**Extract**.
+--

2. Range (The Output Set or Image Set)

• The Range is the complete set of all possible output values (\(f(x)\) or \(y\)) that the function produces when using the defined domain.
• Analogy: These are the products that come out of the machine.

How to Find the Domain and Range (Identifying Restrictions)

Unless specified otherwise, the domain of most functions is all real numbers, \(x \in \mathbb{R}\). However, you must look out for two main restrictions:

Restriction A: Division by Zero
If the function is a fraction, the denominator cannot be zero.
Example: For \(f(x) = \frac{1}{x-4}\), the domain is \(x \in \mathbb{R}, x \ne 4\).

Restriction B: Square Roots of Negative Numbers
If the function involves a square root, the expression under the root sign must be greater than or equal to zero.
Example: For \(g(x) = \sqrt{x+5}\), we need \(x+5 \ge 0\), so the domain is \(x \ge -5\).

Finding the Range:
Often, the easiest way to determine the range is by sketching the graph or by considering the maximum/minimum points (especially for quadratic functions, Topic 2).
Example: For \(h(x) = x^2 + 1\), since \(x^2 \ge 0\) for all real \(x\), the smallest output is \(0+1=1\). The range is \(h(x) \ge 1\).

2. The Modulus Function (Absolute Value) (Syllabus 1.4)

The modulus function, written as \(y = |f(x)|\), gives the absolute value of the output. This means the result is never negative.

2.1 Graphing \(y = |f(x)|\)

When you sketch the graph of a modulus function, the process is simple:

1. First, sketch the graph of the original function, \(y = f(x)\).
2. Any part of the graph that is above or on the x-axis remains exactly the same.
3. Any part of the graph that is below the x-axis (where \(y\) is negative) must be reflected upwards across the x-axis.

The range of \(y = |f(x)|\) will always be \(y \ge 0\), or greater than or equal to the minimum point if the original graph had a minimum above zero.

Did you know? The sharp points created when you reflect the graph up are called cusps. These are important features to label when sketching.

3. Function Types and Inverses (Syllabus 1.1, 1.5, 1.6, 1.8)

Not all functions are created equal! To find an inverse, a function must be a special type called a one-one function.

+--

**Dataset extract**.
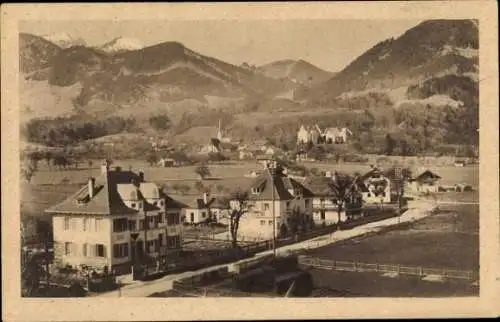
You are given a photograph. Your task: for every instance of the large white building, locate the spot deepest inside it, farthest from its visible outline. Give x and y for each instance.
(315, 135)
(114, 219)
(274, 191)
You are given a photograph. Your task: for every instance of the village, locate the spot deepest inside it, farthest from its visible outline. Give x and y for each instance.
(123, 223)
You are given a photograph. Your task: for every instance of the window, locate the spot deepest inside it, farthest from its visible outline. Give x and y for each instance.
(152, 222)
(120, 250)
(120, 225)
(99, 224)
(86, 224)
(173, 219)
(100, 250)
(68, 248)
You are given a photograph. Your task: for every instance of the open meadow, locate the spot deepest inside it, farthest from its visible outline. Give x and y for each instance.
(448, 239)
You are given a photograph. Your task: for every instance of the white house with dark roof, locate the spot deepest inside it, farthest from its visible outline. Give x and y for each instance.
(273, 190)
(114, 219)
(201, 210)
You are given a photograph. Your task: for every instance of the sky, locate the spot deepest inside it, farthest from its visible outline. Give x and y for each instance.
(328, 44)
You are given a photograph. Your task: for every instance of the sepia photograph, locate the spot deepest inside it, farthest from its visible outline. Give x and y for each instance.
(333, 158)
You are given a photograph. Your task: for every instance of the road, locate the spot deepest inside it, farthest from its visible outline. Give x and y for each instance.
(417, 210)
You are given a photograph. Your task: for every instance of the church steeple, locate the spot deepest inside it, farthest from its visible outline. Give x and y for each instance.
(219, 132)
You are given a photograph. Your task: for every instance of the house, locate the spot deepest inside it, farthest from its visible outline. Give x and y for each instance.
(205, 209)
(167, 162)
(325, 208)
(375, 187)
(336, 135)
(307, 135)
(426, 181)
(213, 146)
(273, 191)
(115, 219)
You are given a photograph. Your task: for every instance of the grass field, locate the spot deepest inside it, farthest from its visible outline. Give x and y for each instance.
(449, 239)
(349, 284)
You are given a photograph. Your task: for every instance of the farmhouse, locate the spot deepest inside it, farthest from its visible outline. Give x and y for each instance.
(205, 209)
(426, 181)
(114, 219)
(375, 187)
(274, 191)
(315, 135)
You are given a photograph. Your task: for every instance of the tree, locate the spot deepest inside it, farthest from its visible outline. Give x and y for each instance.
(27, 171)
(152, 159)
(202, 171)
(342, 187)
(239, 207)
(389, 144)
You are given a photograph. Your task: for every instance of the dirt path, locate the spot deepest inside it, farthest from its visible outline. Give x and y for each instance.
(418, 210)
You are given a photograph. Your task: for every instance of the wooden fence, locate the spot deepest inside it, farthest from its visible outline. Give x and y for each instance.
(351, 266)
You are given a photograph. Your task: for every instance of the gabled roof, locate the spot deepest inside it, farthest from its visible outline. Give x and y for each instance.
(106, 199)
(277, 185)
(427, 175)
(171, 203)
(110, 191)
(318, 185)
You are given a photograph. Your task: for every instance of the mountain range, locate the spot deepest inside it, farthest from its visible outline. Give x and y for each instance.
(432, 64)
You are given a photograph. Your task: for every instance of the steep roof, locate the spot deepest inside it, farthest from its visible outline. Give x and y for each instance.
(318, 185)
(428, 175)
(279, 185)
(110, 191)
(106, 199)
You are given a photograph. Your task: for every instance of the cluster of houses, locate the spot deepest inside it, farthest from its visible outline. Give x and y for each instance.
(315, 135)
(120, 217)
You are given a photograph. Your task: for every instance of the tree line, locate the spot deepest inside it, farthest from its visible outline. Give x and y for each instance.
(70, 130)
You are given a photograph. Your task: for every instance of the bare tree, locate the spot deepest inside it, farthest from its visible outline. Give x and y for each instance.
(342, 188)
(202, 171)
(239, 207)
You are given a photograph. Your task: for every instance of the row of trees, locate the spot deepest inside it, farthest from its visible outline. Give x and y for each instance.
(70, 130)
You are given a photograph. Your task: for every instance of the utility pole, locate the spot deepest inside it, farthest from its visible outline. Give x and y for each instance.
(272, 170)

+--

**Set tasks**.
(a) Decide whether each statement agrees with the passage on functions. For each, answer yes or no and quote the words of the passage that settle it.
(i) The sharp points made by reflecting a graph upward are called cusps.
(ii) Unless stated otherwise, most functions have all real numbers as their domain.
(iii) When sketching the modulus of a function, parts of the graph below the x-axis stay unchanged.
(b) Express part of the listing as a JSON list of strings, one string per line and no blank lines. Begin at the line that contains "of trees, locate" and end with the last line of the listing.
The listing has no connection to the passage on functions.

**Full solutions**.
(a)
(i) Yes: "The sharp points created when you reflect the graph up are called cusps."
(ii) Yes: "Unless specified otherwise, the domain of most functions is all real numbers"
(iii) No: "must be reflected upwards across the x-axis"

(b)
[
  "You are given a photograph. Your task: for every instance of the row of trees, locate the spot deepest inside it, farthest from its visible outline. Give x and y for each instance.",
  "(70, 130)",
  "You are given a photograph. Your task: for every instance of the utility pole, locate the spot deepest inside it, farthest from its visible outline. Give x and y for each instance.",
  "(272, 170)"
]